## ENTRIES SHOWN
((
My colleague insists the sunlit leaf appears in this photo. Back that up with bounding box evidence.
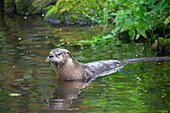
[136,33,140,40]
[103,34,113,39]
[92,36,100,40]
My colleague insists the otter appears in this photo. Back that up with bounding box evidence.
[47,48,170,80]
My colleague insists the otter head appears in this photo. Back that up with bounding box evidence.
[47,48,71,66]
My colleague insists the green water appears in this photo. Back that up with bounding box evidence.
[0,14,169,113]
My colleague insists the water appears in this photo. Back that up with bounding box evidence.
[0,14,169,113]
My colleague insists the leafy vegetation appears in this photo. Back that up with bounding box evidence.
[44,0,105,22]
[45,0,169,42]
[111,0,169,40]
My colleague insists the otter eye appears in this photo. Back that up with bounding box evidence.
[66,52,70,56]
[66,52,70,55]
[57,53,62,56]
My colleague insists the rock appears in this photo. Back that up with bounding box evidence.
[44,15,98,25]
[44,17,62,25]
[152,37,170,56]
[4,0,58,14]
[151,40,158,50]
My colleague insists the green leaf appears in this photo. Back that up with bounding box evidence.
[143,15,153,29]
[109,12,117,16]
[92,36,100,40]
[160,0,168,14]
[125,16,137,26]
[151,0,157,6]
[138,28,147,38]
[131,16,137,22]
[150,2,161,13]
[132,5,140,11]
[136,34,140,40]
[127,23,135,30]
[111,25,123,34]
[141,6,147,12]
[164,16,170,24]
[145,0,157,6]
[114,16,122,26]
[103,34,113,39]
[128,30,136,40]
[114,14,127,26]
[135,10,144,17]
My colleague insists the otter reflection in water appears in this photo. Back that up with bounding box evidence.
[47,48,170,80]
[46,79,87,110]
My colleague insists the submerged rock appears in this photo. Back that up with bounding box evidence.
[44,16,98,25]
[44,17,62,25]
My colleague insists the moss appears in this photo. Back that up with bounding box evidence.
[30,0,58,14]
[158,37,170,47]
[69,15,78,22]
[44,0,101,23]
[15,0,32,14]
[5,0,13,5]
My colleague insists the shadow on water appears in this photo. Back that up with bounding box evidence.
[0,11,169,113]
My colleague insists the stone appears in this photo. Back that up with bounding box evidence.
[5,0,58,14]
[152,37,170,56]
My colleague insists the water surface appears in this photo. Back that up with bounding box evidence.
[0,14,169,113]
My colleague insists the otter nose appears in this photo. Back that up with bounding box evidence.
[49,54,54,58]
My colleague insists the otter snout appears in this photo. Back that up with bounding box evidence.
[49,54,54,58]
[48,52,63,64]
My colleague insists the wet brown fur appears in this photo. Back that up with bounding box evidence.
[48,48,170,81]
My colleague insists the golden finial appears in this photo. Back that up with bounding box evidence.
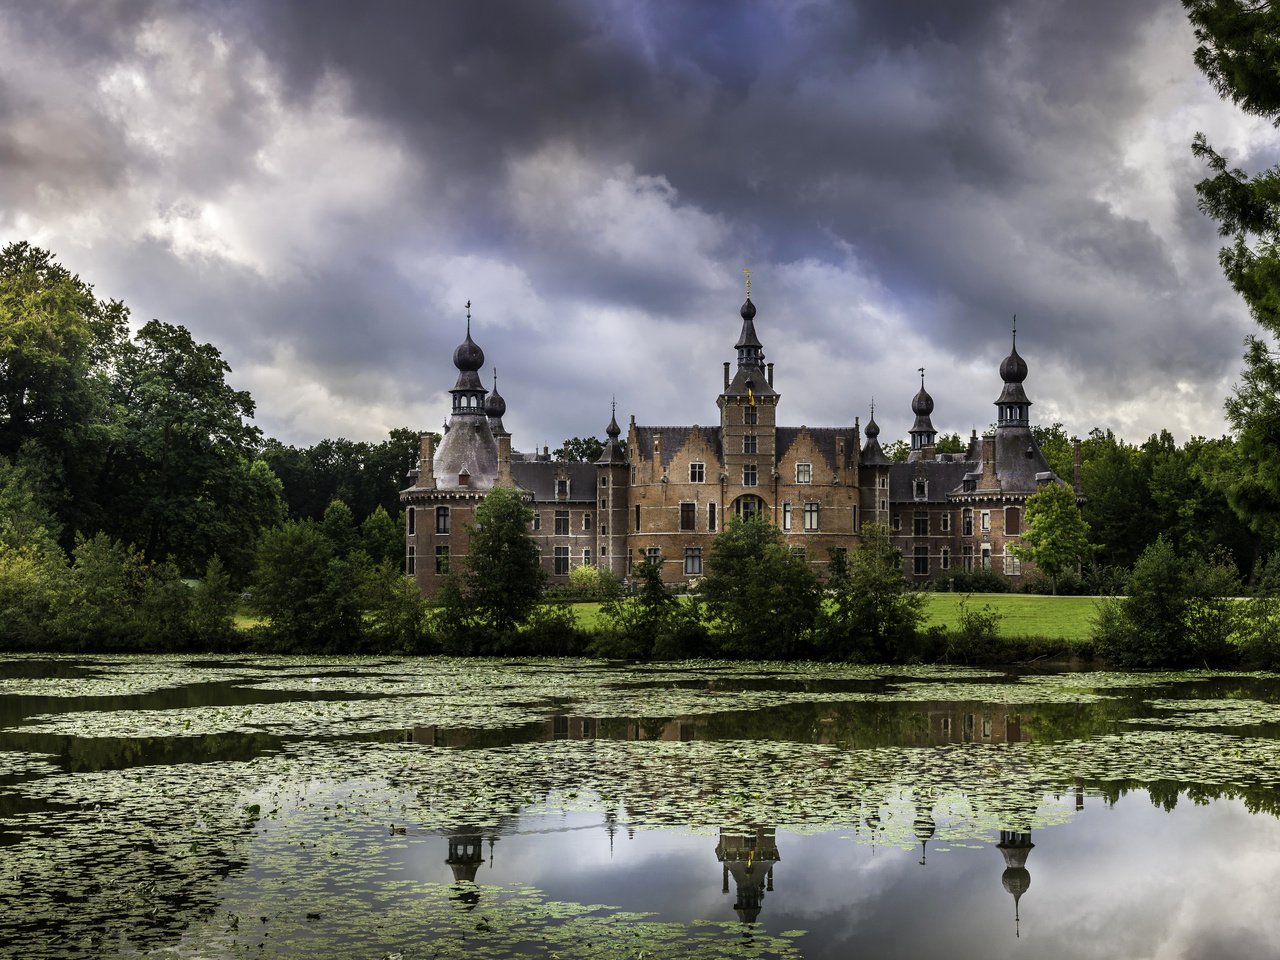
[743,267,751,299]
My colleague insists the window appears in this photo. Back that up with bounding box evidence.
))
## REQUIRED ACTION
Above are the records; copy them exactly without the pictures.

## SOLVED PROBLEM
My colleague insists the sunlit leaf appears in this photo. Back that up with bounding box evidence.
[136,33,140,40]
[103,34,113,39]
[92,36,100,40]
My colleague insists the otter appears in this photo. Back that up with bounding box evidence.
[47,48,170,80]
My colleague insists the otter head appears in this photo. Back that up with bounding box evidence.
[47,48,71,66]
My colleague insists the green water appears in this photo. Back that up with bounding box evidence.
[0,14,169,113]
My colleague insists the water appears in this photo. Back that up with bounding box evidence.
[0,14,169,113]
My colleague insists the leafy vegetation appears in this photo. Back that up with bounding box evidence.
[44,0,105,22]
[45,0,169,42]
[111,0,169,40]
My colleague insists the otter eye appears in this photo. Back that up with bounding box evidence.
[66,52,70,56]
[66,52,70,55]
[57,53,62,56]
My colleague insists the rock appears in this photo. Back that up with bounding box evidence.
[44,15,98,25]
[44,17,62,25]
[152,37,170,56]
[4,0,58,14]
[151,40,158,50]
My colleague insists the green leaf appears in this photo. Back that up with bounding box evidence.
[143,15,153,29]
[109,12,117,16]
[92,36,100,40]
[160,0,168,14]
[125,16,137,26]
[151,0,157,6]
[138,28,147,38]
[131,16,137,22]
[150,2,161,13]
[132,5,140,11]
[136,34,140,40]
[127,23,135,30]
[111,25,123,34]
[141,6,147,12]
[164,16,170,24]
[145,0,157,6]
[114,16,122,26]
[103,34,113,39]
[128,30,136,40]
[114,14,127,26]
[135,10,144,17]
My colleague insists the otter reflection in water appears in this photo. Back that up with bounding box evidence.
[47,48,170,80]
[46,79,87,110]
My colleague insists the submerged rock appears in this photo. Back that up with bounding box evidence.
[44,16,98,25]
[44,17,62,25]
My colleague insists the moss appears in this photo. Back that up with bounding box evidence.
[30,0,58,14]
[158,37,170,47]
[69,15,78,22]
[44,0,101,23]
[15,0,32,14]
[5,0,13,5]
My colleague insists the shadow on water appears in this photo. Back that up with bounding box evidence.
[0,11,169,113]
My colleague insists the stone appears in this photo. Back that up with bounding box evidence.
[5,0,58,14]
[152,37,170,56]
My colleague insists the water surface appears in this photo. Back that up with bounding box evidence.
[0,14,169,113]
My colleague insists the otter nose appears in this photo. Back that up with bounding box evidence.
[49,54,54,58]
My colleague insists the otter snout appears in this photo. Back that up with bounding box evidence.
[49,54,54,58]
[48,52,63,64]
My colleague insists the wet brown fur appears in this photo. Back that up with bounding box evidence.
[48,48,170,81]
My colleague insists the golden finial appears in this photo. Back that up with bounding box evidence.
[743,267,751,299]
My colleague insists the window appears in this photo. Back that up with bounding box evidence.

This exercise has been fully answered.